— Source document —
_ _ _ _ _ _ _
Zn_{3}P_{2} + 6 H_{2}O → 2 PH_{3} + 3 Zn(OH)_{2}

==Structure==
Zn_{3}P_{2} has a room-temperature tetragonal form that converts to a cubic form at around 845 °C. In the room-temperature form there are discrete P atoms, zinc atoms are tetrahedrally coordinated and phosphorus six coordinate, with zinc atoms at 6 of the vertices of a distorted cube.

The crystalline structure of zinc phosphide is very similar to that of cadmium arsenide (Cd_{3}As_{2}), zinc arsenide (Zn_{3}As_{2}) and cadmium phosphide (Cd_{3}P_{2}). These compounds of the Zn-Cd-P-As quaternary system exhibit full continuous solid-solution.

== Applications ==
=== Photovoltaics ===
Zinc phosphide is an ideal candidate for thin film photovoltaic applications, for it has strong optical absorption and an almost ideal band gap (1.5eV). In addition to this, both zinc and phosphorus are found abundantly in the Earth's crust, meaning that material extraction cost is low compared with that of other thin film photovoltaics. Both zinc and phosphorus are also nontoxic, which is not the case for other common commercial thin film photovoltaics, like cadmium telluride.

Researchers at the University of Alberta were the first to successfully synthesize colloidal zinc phosphide. Before this, researchers were able to create efficient solar cells from bulk zinc phosphide, but their fabrication required temperatures greater than 850 °C or complicated vacuum deposition methods. By contrast, colloidal zinc phosphide nanoparticles, contained in a zinc phosphide "ink", allows for inexpensive, easy large-scale production, by means of slot-die coating or spray coating.

The testing and development of these zinc phosphide thin films is still in its early stages, but early results have been positive. Prototype heterojunction devices fabricated from zinc phosphide nanoparticle ink exhibited a rectification ratio of 600 and photosensitivity with an on/off ratio near 100. These are both acceptable suitability benchmarks for solar cells. Development still needs to be made on optimizing the nanoparticle ink formation and device architecture before commercialization is possible, but commercial spray-on zinc phosphide solar cells may be possible within ten years.
_ _ _ _ _ _ _
— Given information —
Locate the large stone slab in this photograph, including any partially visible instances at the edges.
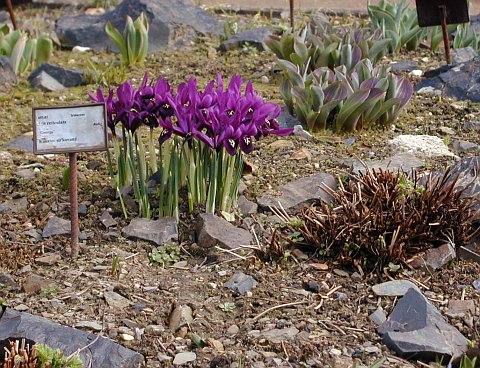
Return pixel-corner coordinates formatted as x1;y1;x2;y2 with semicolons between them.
195;213;253;249
28;63;86;92
377;288;468;362
220;27;274;51
55;0;223;51
122;217;178;246
257;173;337;212
415;56;480;102
0;308;143;368
388;134;457;159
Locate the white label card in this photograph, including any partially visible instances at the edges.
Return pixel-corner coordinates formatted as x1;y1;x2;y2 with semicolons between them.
32;103;107;155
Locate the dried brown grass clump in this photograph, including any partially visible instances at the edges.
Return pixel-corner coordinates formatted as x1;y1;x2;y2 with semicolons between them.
299;170;480;270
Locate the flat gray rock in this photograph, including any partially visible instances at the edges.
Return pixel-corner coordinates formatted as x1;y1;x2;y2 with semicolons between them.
42;216;71;238
372;280;418;296
3;133;33;153
28;63;87;91
0;308;144;368
122;217;178;246
352;152;424;174
415;56;480;102
257;173;337;212
220;27;275;51
55;0;223;52
195;213;253;249
377;288;468;361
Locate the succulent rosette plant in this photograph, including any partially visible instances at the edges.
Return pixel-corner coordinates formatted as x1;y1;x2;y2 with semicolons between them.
89;75;292;217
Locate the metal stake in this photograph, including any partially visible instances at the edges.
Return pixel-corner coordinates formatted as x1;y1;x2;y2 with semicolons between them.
6;0;18;30
290;0;293;32
69;152;79;258
438;5;452;65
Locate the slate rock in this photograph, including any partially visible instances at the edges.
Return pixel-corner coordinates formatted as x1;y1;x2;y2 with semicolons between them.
99;211;117;229
223;272;257;295
122;217;178;246
352;152;424;174
0;55;17;85
220;27;275;51
415;56;480;102
238;196;258;216
257;173;337;212
3;132;33;153
389;134;457;158
28;63;87;92
42;216;71;238
372;280;420;296
451;46;478;64
195;213;253;249
410;243;457;271
377;288;468;361
55;0;223;52
0;308;144;368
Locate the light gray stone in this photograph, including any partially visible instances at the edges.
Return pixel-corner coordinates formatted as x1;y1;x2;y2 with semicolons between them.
55;0;223;52
389;134;457;159
377;288;468;361
372;280;418;296
220;27;274;51
103;291;133;309
196;213;253;249
0;308;144;368
257;173;337;212
122;217;178;246
42;216;71;238
28;63;86;92
224;272;257;295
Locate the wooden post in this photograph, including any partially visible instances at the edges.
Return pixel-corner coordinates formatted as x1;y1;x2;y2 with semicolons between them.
69;152;79;258
7;0;18;30
290;0;294;32
438;5;452;65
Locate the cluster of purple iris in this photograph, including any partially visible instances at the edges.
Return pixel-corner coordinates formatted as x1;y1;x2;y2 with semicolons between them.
89;75;292;155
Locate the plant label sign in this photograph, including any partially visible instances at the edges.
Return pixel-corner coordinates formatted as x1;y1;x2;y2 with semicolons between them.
415;0;470;27
32;103;107;155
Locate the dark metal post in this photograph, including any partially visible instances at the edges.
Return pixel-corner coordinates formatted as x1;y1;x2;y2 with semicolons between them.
69;153;79;258
7;0;18;30
438;5;452;65
290;0;294;32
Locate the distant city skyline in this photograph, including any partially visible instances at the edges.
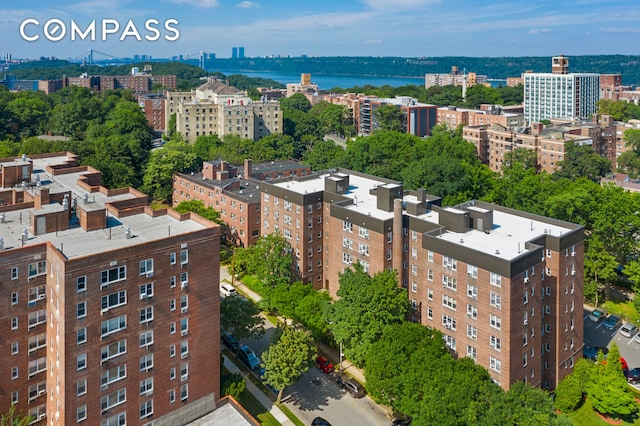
_ _ _ _ _ _ _
— Task list —
**A.** Decide whether each statement agrees with the text on zinc phosphide, answering yes or no and quoting the words of the text that settle it: (i) At room temperature, zinc phosphide has a cubic form. (ii) The first successful synthesis of colloidal zinc phosphide was done at the University of Alberta. (iii) Prototype devices made from zinc phosphide nanoparticle ink reached a rectification ratio of 600.
**B.** Extend the text on zinc phosphide, beginning right after its final sentence.

— Outputs for the tasks —
**A.**
(i) No: "a room-temperature tetragonal form that converts to a cubic form at around 845 °C"
(ii) Yes: "Researchers at the University of Alberta were the first to successfully synthesize colloidal zinc phosphide"
(iii) Yes: "exhibited a rectification ratio of 600"

**B.**
=== Pest control ===
====Rodenticide====
Metal phosphides have been used as rodenticides. A mixture of food and zinc phosphide is left where the rodents can eat it. The acid in the digestive system of the rodent reacts with the phosphide to generate toxic phosphine gas. This method of vermin control has possible use in places where rodents are immune to other common poisons. Other pesticides similar to zinc phosphide are aluminium phosphide and calcium phosphide.

 Zn_{3}P_{2} + 6H^{+} → 3Zn^{++} + PH_{3} ↑

Zinc phosphide is typically added to rodent baits in amount of around 0.75-2%. Such baits have a strong, pungent garlic-like odor characteristic of phosphine liberated by hydrolysis. The odor attracts rodents, but has a repulsive effect on other animals. The baits have to contain sufficient amount of zinc phosphide in sufficiently attractive food in order to kill rodents in a single serving; a sublethal dose may cause aversion towards zinc phosphide baits encountered by surviving rodents in the future.

Rodenticide-grade zinc phosphide usually comes as a black powder containing 75% of zinc phosphide and 25% of antimony potassium tartrate, an emetic to cause vomiting if the material is accidentally ingested by humans or domestic animals. However, it is still effective against rats, mice, guinea pigs and rabbits, none of which have a vomiting reflex.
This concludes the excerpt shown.